• **Information provided**
+++++

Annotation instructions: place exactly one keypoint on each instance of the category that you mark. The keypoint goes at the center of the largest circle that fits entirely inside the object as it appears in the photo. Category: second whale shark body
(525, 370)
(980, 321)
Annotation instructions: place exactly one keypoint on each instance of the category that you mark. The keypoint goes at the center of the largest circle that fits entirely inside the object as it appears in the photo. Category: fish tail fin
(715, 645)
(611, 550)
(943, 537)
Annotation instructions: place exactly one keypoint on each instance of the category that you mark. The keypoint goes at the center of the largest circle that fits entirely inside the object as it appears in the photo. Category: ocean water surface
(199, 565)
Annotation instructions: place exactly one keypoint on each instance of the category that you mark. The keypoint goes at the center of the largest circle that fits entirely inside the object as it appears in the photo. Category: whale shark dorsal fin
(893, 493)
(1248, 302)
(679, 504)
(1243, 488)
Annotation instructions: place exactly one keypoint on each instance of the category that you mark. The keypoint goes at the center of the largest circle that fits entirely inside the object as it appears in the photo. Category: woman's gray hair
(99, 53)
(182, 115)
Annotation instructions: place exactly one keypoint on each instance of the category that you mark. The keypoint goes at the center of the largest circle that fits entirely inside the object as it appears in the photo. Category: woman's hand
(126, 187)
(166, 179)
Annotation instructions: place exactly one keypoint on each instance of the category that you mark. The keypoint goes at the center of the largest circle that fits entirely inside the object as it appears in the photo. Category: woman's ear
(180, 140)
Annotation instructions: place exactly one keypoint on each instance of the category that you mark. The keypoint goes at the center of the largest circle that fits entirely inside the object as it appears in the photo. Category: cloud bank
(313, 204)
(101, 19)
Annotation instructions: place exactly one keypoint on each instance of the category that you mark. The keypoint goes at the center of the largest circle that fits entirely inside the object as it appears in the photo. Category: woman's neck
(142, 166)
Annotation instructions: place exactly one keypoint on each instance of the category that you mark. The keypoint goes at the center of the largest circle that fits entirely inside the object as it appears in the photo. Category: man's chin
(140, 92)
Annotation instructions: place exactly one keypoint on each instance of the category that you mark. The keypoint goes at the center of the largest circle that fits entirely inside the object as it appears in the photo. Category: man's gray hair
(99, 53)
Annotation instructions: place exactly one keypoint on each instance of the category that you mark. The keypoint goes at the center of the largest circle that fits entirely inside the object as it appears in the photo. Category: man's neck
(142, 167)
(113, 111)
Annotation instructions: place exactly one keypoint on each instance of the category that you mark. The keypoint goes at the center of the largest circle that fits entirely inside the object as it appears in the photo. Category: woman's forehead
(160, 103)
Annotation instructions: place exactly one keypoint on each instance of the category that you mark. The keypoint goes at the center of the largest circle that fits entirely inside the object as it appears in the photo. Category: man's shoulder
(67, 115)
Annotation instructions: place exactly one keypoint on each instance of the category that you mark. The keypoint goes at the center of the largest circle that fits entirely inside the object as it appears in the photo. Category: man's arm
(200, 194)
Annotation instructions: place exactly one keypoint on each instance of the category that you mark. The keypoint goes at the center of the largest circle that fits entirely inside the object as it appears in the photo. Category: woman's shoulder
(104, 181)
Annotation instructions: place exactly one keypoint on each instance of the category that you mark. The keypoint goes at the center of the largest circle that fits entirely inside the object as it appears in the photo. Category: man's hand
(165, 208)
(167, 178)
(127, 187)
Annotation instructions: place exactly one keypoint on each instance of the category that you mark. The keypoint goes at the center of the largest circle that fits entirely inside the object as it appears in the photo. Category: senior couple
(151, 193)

+++++

One line above contains "Category: man's shoulder". Output that line and each one after it, word for word, and nothing else.

Annotation instructions: place exactly one keypoint on each instance of the category that you mark. The keypoint goes at the center of the largest circle that fits entirely inside the object as it appears in the photo. Category: man's shoulder
(67, 115)
Annotation instructions: place exactly one keypoint on each instance of the category that you mark. The keypoint goes at the center of the largest circle that fits entirely inside the object as it appears in the photo. Category: man's arm
(200, 194)
Annotation instructions: place exactly one keypoint on each instance of the category that you mark. The keypoint goes at the center of the largest circle that fits entirely inside the object as it appears in the photo. Category: woman's shoulder
(104, 181)
Annotation instructions: place exactly one keypoint on each instance of the category that you mark. The keypoint goes at the center of the largest circle that fits entirely inside the object as it appears in the photo. Category: man's hand
(165, 208)
(167, 178)
(127, 187)
Annotation instructions: place exactly one keypoint on each instance of the category that you mark. The keypoint goes at the center of the largest circle that fits entirely inside the object as it appears in the photo. Category: senior couple
(151, 193)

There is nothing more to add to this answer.